» **Requirement**
Convert the rows below into a Markdown table with the columns "No." and "Line text", numbering each line and omitting blank lines. Leave the pictures out of the table.

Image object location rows
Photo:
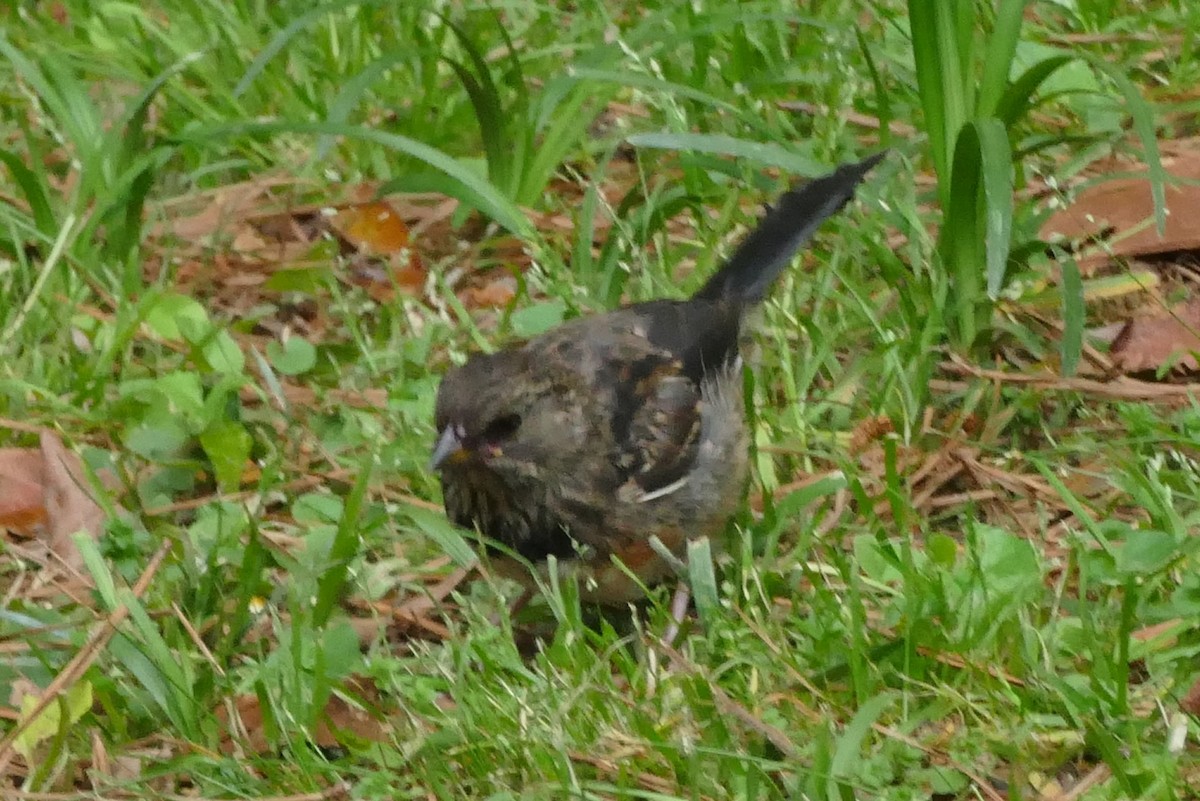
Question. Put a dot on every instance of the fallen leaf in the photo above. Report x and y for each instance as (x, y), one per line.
(22, 503)
(45, 493)
(495, 294)
(1121, 214)
(376, 229)
(244, 720)
(1155, 342)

» **Exercise solution**
| No. | Line text |
|---|---|
| 1 | Photo: |
| 2 | Question. Put a dot on every instance of the fallen leaf in the photo above. Report x and y for each instance as (x, y), one per line. |
| 3 | (22, 503) |
| 4 | (45, 493) |
| 5 | (495, 294) |
| 6 | (1121, 214) |
| 7 | (376, 229) |
| 8 | (244, 720) |
| 9 | (1155, 342) |